Employee Attrition Prediction Project
Overview
The Employee Attrition Prediction Project aims at the in-depth analysis and prediction of employee attrition within an organizational context. Employee attrition, characterized by the voluntary departure of employees from a company, carries substantial implications for workforce management and organizational stability.
Dataset
Description
The dataset employed in this project comprises a wealth of information pertaining to employees within a hypothetical organizational setting. It encompasses a diverse range of attributes, including demographic details, job satisfaction indicators, job roles, and more. Of paramount significance is the target variable, "Attrition," which classifies employees as having either left the organization (Yes) or remained (No).
Metadata
The dataset metadata encompasses a comprehensive set of attributes:
- Age: Denotes the age of the employee.
- BusinessTravel: Represents the frequency of business travel.
- DailyRate: Reflects the daily rate of pay.
- Department: Identifies the department within the company where the employee is stationed.

→ **Records provided**

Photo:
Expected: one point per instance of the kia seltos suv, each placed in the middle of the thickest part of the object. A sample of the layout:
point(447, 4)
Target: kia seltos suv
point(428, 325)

→ **Stated exercise**
Retype the part of the employee attrition project text that opens with the words containing "- BusinessTravel: Represents" and closes with "employee is stationed.". The records are taken from a separate source.

→ **Expected output**
- BusinessTravel: Represents the frequency of business travel.
- DailyRate: Reflects the daily rate of pay.
- Department: Identifies the department within the company where the employee is stationed.